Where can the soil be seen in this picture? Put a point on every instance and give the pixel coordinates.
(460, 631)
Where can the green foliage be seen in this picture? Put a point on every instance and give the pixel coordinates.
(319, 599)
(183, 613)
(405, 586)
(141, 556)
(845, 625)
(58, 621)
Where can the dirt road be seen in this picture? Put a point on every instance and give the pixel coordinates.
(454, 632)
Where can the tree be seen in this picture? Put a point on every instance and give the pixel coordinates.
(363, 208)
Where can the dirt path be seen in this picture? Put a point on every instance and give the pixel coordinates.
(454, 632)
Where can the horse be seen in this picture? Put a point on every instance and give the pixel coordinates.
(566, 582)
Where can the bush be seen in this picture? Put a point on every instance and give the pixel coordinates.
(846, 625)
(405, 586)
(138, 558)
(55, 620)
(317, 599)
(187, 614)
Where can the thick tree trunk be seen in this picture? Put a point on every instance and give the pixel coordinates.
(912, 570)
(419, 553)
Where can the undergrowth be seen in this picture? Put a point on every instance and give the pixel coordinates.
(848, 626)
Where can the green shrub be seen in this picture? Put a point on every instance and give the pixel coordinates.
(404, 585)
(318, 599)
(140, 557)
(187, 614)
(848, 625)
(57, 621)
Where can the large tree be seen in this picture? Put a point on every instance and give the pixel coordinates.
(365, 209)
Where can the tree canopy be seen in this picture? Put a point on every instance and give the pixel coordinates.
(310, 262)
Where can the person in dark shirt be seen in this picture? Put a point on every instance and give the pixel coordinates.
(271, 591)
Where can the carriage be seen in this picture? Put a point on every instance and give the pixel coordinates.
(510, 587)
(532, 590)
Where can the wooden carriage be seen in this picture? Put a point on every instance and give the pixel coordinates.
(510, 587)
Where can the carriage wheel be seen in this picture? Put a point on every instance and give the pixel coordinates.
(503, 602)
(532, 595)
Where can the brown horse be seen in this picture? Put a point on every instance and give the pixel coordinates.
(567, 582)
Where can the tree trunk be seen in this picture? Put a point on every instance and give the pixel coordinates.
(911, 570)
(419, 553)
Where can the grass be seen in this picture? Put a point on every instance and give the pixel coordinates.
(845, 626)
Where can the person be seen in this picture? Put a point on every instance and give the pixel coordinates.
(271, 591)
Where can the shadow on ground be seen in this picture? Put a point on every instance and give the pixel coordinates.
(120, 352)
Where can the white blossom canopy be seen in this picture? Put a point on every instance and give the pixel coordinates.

» GIVEN PROBLEM
Put each line of the material above into a JSON list of strings, one string per line, with blank lines left out.

» THE ANSWER
[
  "Where can the soil be seen in this picture? Put a point on every instance and give the pixel coordinates.",
  "(460, 631)",
  "Where can the green foliage be seen in this picture? Put a point on every instance and give the pixel coordinates.",
  "(319, 599)",
  "(183, 613)",
  "(405, 586)",
  "(141, 556)",
  "(845, 625)",
  "(58, 621)",
  "Where can the dirt road be seen in this picture? Put a point on every instance and give the pixel coordinates.",
  "(454, 632)",
  "Where can the tree be seen in this picture? Put a point on every instance and give the pixel coordinates.",
  "(363, 208)",
  "Where can the dirt path be seen in this picture? Put a point on every instance and give the pixel coordinates.",
  "(454, 632)",
  "Where can the horse be seen in this picture? Put a point on every instance and give the pixel coordinates.",
  "(566, 582)",
  "Where can the bush be seen in this picture? Put a point on every instance and give the pixel coordinates.",
  "(846, 625)",
  "(405, 586)",
  "(138, 558)",
  "(55, 620)",
  "(317, 599)",
  "(187, 614)",
  "Where can the thick tree trunk be seen in this picture? Put a point on every instance and give the pixel coordinates.",
  "(912, 570)",
  "(419, 553)",
  "Where can the undergrowth be seen in this picture? Put a point on every instance and give the pixel coordinates.",
  "(848, 626)",
  "Where can the green shrub be seen in this picture? Put a point on every instance and give the pixel coordinates.",
  "(404, 585)",
  "(318, 599)",
  "(140, 557)",
  "(187, 614)",
  "(848, 625)",
  "(57, 621)",
  "Where can the large tree be seen in this picture? Put a point on every instance and give the pixel coordinates.",
  "(365, 209)",
  "Where can the tree canopy be seen in this picture? Put a point on every instance and give the pixel coordinates.",
  "(310, 262)",
  "Where can the person in dark shirt be seen in this picture? Put a point on every instance and give the pixel coordinates.",
  "(271, 591)",
  "Where can the carriage be seen in this picture? Put a point on every instance and give the pixel coordinates.",
  "(510, 587)",
  "(532, 590)",
  "Where can the wooden carriage be seen in this picture? Put a point on every instance and give the pixel coordinates.",
  "(510, 587)",
  "Where can the carriage wheel be seen in this picture? Put a point on every instance and give the pixel coordinates.",
  "(503, 602)",
  "(532, 595)",
  "Where can the brown horse be seen in this picture? Put a point on every instance and give the pixel coordinates.",
  "(567, 582)",
  "Where can the tree trunk be seen in this picture? Put a point on every instance and give the pixel coordinates.",
  "(911, 570)",
  "(419, 553)",
  "Where can the grass be seen in this picture? Put a point on every instance and give the pixel coordinates.",
  "(845, 626)",
  "Where can the person be seen in this picture? Put a point on every instance and give the pixel coordinates.",
  "(271, 591)",
  "Where can the shadow on ground be seen in this picture? Put a point on every instance and give the pixel coordinates.",
  "(120, 352)",
  "Where can the white blossom canopy be seen in this picture? Put a point on every instance and give the pixel coordinates."
]